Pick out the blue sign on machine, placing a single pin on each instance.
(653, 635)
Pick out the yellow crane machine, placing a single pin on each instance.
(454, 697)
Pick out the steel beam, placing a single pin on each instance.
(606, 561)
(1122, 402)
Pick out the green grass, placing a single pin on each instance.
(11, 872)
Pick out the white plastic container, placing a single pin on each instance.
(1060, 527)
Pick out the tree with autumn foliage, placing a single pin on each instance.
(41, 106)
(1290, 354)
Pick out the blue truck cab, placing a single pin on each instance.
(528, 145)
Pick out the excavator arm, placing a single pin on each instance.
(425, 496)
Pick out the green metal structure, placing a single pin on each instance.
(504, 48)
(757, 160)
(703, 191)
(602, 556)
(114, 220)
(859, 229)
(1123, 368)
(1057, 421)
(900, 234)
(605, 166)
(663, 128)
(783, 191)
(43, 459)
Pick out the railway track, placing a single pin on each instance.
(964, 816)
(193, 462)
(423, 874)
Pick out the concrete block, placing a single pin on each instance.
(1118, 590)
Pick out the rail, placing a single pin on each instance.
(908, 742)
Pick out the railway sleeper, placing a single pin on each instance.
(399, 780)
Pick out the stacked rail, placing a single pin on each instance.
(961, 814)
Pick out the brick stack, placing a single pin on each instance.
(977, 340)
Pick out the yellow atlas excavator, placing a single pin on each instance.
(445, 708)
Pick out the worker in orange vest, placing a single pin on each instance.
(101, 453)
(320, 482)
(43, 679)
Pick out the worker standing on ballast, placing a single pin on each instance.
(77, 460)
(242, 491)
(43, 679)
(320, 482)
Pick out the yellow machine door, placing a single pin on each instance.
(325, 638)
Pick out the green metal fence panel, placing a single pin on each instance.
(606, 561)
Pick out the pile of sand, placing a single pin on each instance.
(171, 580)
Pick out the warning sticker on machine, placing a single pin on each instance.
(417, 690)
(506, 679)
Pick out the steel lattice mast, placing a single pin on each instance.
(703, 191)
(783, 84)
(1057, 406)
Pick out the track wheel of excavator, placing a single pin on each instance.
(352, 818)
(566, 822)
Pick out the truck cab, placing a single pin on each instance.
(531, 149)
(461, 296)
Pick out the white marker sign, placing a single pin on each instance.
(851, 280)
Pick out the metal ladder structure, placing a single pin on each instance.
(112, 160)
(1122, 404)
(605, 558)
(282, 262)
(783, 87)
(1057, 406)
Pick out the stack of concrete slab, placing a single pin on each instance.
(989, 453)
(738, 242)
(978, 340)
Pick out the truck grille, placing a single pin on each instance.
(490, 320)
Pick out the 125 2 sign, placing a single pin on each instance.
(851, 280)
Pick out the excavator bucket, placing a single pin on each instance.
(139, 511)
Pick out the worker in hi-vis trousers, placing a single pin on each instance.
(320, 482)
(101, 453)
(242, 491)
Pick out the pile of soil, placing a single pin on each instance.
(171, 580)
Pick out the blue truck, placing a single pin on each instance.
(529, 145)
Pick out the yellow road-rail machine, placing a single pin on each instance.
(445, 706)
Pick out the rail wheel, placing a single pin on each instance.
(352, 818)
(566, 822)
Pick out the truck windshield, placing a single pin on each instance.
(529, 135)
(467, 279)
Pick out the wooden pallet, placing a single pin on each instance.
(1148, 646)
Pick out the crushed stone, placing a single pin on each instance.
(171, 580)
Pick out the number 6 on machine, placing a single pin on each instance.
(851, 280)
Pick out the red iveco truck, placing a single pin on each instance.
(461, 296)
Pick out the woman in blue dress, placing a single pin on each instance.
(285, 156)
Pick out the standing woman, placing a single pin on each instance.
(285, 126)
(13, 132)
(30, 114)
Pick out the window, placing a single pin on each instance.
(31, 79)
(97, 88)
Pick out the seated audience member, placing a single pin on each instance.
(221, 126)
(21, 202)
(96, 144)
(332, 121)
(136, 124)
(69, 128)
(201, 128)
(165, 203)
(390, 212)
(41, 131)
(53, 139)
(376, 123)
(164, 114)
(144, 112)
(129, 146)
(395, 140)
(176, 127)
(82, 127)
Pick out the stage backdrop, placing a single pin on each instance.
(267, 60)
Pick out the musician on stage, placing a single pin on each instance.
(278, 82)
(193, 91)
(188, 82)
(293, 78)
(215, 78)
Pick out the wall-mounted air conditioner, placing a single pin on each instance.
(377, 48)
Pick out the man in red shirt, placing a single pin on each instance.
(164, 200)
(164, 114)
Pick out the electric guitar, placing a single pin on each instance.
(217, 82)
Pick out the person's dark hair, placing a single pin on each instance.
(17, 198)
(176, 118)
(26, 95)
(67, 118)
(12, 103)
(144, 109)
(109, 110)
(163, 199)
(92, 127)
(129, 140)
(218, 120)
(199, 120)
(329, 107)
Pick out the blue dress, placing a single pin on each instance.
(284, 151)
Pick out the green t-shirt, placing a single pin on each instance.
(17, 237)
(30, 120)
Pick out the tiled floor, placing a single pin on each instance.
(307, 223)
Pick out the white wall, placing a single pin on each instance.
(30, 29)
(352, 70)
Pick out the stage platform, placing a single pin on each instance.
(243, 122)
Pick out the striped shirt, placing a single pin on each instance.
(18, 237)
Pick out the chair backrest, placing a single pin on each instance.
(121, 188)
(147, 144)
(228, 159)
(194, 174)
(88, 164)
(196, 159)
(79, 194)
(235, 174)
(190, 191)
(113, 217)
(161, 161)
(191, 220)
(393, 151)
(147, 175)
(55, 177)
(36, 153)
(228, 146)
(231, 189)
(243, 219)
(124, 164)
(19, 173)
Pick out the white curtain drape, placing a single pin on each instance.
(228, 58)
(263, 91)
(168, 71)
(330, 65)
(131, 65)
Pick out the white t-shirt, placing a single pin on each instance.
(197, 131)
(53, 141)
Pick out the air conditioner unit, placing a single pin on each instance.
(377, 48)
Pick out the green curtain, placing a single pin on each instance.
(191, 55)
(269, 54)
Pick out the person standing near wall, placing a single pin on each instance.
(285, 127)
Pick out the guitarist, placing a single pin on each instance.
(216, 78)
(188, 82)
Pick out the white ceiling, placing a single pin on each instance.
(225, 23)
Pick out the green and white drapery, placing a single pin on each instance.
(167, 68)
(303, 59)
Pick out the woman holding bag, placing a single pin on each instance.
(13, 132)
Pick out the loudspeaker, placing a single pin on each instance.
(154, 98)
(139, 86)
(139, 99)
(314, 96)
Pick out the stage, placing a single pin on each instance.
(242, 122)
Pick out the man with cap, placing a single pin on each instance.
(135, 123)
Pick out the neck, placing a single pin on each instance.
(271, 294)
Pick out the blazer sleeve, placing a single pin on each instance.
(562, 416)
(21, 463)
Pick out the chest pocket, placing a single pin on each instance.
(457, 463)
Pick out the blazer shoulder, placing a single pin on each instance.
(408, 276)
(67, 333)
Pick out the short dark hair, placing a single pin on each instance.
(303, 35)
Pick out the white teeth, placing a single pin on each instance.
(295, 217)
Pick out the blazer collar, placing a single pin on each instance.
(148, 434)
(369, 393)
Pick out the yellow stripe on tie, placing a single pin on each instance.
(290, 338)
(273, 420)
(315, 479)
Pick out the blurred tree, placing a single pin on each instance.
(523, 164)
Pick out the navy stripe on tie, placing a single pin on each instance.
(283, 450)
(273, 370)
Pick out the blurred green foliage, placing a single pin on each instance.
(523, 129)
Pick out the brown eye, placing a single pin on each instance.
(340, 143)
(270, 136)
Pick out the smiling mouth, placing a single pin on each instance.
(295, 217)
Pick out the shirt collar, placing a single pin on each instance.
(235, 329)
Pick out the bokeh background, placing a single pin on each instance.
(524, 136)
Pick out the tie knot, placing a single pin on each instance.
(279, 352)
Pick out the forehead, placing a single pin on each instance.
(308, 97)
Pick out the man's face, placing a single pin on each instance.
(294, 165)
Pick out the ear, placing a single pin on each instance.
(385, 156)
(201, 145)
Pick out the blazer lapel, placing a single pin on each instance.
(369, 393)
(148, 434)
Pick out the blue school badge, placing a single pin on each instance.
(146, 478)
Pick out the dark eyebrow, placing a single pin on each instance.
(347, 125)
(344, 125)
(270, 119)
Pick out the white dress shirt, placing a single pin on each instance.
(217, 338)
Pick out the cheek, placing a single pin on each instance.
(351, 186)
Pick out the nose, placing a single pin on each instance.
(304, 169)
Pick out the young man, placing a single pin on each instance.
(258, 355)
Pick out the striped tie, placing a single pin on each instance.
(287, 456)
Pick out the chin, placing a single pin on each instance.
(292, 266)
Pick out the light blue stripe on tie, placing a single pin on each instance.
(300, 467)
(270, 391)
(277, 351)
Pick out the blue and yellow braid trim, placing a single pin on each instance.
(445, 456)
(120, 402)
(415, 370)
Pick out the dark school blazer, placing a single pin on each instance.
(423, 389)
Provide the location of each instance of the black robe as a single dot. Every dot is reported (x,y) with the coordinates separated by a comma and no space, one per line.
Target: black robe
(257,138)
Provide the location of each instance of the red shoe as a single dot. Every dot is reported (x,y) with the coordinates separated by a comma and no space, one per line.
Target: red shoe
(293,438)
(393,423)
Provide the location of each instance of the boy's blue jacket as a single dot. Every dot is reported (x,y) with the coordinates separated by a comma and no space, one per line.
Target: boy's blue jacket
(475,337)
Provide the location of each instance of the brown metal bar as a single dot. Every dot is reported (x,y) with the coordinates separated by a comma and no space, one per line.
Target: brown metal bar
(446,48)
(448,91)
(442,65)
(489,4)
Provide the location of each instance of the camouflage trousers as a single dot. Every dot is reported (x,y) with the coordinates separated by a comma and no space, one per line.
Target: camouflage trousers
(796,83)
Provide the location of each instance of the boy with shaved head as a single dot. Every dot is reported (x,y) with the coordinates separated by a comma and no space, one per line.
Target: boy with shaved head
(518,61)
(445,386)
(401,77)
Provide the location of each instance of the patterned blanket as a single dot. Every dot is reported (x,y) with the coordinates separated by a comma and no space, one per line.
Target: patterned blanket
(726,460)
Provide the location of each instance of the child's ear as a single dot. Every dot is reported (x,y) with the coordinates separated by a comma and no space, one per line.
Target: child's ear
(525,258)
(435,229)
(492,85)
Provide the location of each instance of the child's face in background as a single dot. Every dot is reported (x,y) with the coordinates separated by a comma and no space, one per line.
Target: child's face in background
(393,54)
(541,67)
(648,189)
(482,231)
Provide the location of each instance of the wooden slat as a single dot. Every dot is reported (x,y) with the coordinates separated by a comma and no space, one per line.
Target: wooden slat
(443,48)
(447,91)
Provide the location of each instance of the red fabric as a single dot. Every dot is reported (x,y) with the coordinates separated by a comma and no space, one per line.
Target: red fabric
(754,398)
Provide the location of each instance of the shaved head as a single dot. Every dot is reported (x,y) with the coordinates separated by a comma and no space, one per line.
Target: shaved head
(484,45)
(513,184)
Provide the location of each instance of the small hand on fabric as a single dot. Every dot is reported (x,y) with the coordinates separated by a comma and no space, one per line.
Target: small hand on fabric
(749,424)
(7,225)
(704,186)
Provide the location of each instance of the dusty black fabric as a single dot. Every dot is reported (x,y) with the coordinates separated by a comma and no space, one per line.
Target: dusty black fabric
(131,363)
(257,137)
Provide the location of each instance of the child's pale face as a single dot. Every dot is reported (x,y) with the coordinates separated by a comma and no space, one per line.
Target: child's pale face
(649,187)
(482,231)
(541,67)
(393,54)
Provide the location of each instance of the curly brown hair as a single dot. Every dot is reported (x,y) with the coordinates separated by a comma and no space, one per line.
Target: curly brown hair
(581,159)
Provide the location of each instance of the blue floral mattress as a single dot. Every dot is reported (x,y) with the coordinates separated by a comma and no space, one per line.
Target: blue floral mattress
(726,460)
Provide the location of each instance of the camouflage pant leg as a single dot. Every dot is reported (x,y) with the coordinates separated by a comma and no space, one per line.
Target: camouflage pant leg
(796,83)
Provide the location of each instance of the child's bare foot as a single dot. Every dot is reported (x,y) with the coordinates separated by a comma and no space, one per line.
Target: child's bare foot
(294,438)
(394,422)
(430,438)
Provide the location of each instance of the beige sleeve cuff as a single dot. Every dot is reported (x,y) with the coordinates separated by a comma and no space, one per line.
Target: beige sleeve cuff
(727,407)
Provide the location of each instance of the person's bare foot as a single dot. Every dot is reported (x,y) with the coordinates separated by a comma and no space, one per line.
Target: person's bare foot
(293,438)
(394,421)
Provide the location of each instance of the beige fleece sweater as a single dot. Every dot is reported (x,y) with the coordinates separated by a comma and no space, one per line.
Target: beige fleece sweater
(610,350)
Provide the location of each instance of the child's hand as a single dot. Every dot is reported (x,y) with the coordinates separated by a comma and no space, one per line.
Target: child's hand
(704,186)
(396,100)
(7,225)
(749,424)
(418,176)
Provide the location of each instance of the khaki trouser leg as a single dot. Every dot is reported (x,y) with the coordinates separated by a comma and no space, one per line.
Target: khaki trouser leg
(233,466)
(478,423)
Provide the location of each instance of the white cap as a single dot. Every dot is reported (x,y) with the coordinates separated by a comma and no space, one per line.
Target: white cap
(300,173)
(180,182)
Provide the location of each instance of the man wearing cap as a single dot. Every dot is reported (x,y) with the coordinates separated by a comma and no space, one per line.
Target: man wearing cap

· · · · ·

Output only the lines from the one holding "Provide the location of each instance of the child's bare" through the last line above, exactly as they appear.

→ **PROBLEM SOLUTION**
Provide the location of each instance of the child's bare foot as a single dot. Every dot is reported (x,y) with the coordinates separated by a comma and no space, one per line.
Target: child's bare foot
(294,438)
(394,422)
(430,438)
Provide the location of each instance of the beige sleeve cuff as a single dot. Every dot is reported (x,y) with the coordinates separated by a comma and no space, one per line.
Target: beige sleeve cuff
(727,407)
Provide the location of each instance of the person's bare foot as a single dot. Every dot is reported (x,y) with the coordinates separated by a comma and no space, one per line.
Target: person's bare foot
(293,438)
(394,421)
Provide the location of each instance of the beige fleece sweater as a single dot. Every dot is reported (x,y) with the coordinates separated by a comma and no space, one per line.
Target: beige fleece sweater
(610,350)
Provide the location of each instance of the child's hand as a single dot. Every dot is reported (x,y) with the coordinates separated by a comma and no space, one per line.
Target: child's hand
(704,186)
(396,100)
(7,225)
(749,424)
(418,176)
Provide the location of each instance of the khaki trouser leg as a single dot. Every dot is reported (x,y) with the coordinates separated by a comma and no space, one per line.
Target: khaki trouser leg
(233,466)
(478,423)
Provide the location of each instance of the white cap as a single dot. Every dot is reported (x,y) with the coordinates separated by a comma and no space, one per line.
Target: white cap
(300,173)
(180,182)
Provide the location of each instance of the man wearing cap as a single dot. Every dot is reported (x,y) with the coordinates separated by a comma and no space, one per line.
Target: man wearing cap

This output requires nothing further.